Contour labeling data:

* * *

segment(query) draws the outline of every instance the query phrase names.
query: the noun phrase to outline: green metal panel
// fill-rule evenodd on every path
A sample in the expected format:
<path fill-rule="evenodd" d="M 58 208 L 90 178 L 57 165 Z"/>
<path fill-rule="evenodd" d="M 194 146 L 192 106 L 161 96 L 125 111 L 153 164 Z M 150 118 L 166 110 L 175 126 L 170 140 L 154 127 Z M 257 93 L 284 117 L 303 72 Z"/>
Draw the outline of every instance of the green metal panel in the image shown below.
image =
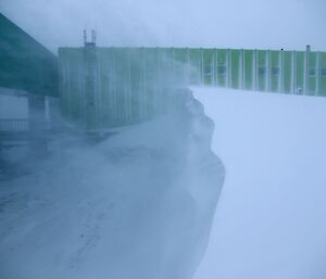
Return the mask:
<path fill-rule="evenodd" d="M 292 92 L 292 52 L 284 51 L 283 52 L 283 92 L 291 93 Z"/>
<path fill-rule="evenodd" d="M 228 62 L 227 50 L 217 49 L 216 51 L 216 84 L 220 87 L 227 87 L 228 83 Z"/>
<path fill-rule="evenodd" d="M 279 51 L 271 51 L 271 67 L 269 67 L 269 80 L 271 91 L 278 92 L 280 90 L 280 54 Z"/>
<path fill-rule="evenodd" d="M 296 92 L 303 93 L 304 90 L 304 52 L 297 51 L 296 61 Z"/>
<path fill-rule="evenodd" d="M 326 52 L 319 54 L 319 94 L 326 96 Z"/>
<path fill-rule="evenodd" d="M 252 66 L 252 61 L 253 61 L 253 51 L 252 50 L 244 50 L 243 51 L 243 75 L 244 75 L 244 85 L 243 89 L 246 90 L 253 90 L 253 66 Z"/>
<path fill-rule="evenodd" d="M 240 87 L 240 50 L 230 50 L 230 87 Z"/>
<path fill-rule="evenodd" d="M 200 85 L 201 83 L 201 49 L 189 49 L 189 62 L 190 62 L 190 84 Z"/>
<path fill-rule="evenodd" d="M 215 84 L 215 49 L 203 50 L 203 84 L 206 86 L 212 86 Z"/>
<path fill-rule="evenodd" d="M 256 51 L 256 63 L 258 63 L 258 73 L 256 73 L 256 90 L 265 91 L 267 88 L 267 53 L 265 50 Z"/>
<path fill-rule="evenodd" d="M 317 86 L 317 53 L 310 52 L 309 53 L 309 62 L 308 62 L 308 90 L 306 94 L 316 94 L 316 86 Z"/>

* * *

• [TASK DESCRIPTION]: Can you return all of the data above unchanged, line for line, with the pictures left out?

• [COMPLETED EXERCISE]:
segment(query) draws the outline of every instance the query phrase names.
query: the noun phrase to outline: green metal panel
// fill-rule evenodd on every path
A sample in the expected format:
<path fill-rule="evenodd" d="M 58 208 L 90 178 L 57 165 Z"/>
<path fill-rule="evenodd" d="M 194 146 L 192 106 L 161 96 L 125 111 L 153 164 Z M 150 118 L 166 110 L 175 126 L 170 140 L 154 127 Z M 257 93 L 284 117 L 303 72 Z"/>
Draw the outline of every instance of the green metal panel in the image shown below.
image =
Return the mask:
<path fill-rule="evenodd" d="M 292 92 L 292 52 L 284 51 L 283 52 L 283 92 L 291 93 Z"/>
<path fill-rule="evenodd" d="M 228 62 L 227 50 L 217 49 L 216 51 L 216 84 L 220 87 L 227 87 L 228 83 Z"/>
<path fill-rule="evenodd" d="M 279 51 L 271 51 L 271 67 L 269 67 L 269 80 L 271 91 L 278 92 L 280 90 L 280 54 Z"/>
<path fill-rule="evenodd" d="M 296 92 L 303 93 L 304 90 L 304 52 L 297 51 L 296 61 Z"/>
<path fill-rule="evenodd" d="M 326 52 L 319 54 L 319 94 L 326 96 Z"/>
<path fill-rule="evenodd" d="M 252 66 L 252 61 L 253 61 L 253 51 L 252 50 L 244 50 L 243 51 L 243 75 L 244 75 L 244 85 L 243 89 L 246 90 L 253 90 L 253 66 Z"/>
<path fill-rule="evenodd" d="M 240 87 L 240 50 L 230 50 L 230 87 Z"/>
<path fill-rule="evenodd" d="M 200 85 L 201 83 L 201 49 L 189 49 L 189 62 L 190 62 L 190 84 Z"/>
<path fill-rule="evenodd" d="M 215 84 L 215 49 L 203 50 L 203 84 L 206 86 L 212 86 Z"/>
<path fill-rule="evenodd" d="M 256 51 L 256 63 L 258 63 L 258 73 L 256 73 L 256 90 L 265 91 L 267 88 L 267 53 L 265 50 Z"/>
<path fill-rule="evenodd" d="M 317 86 L 317 53 L 310 52 L 309 53 L 309 62 L 308 62 L 308 90 L 306 94 L 316 94 L 316 86 Z"/>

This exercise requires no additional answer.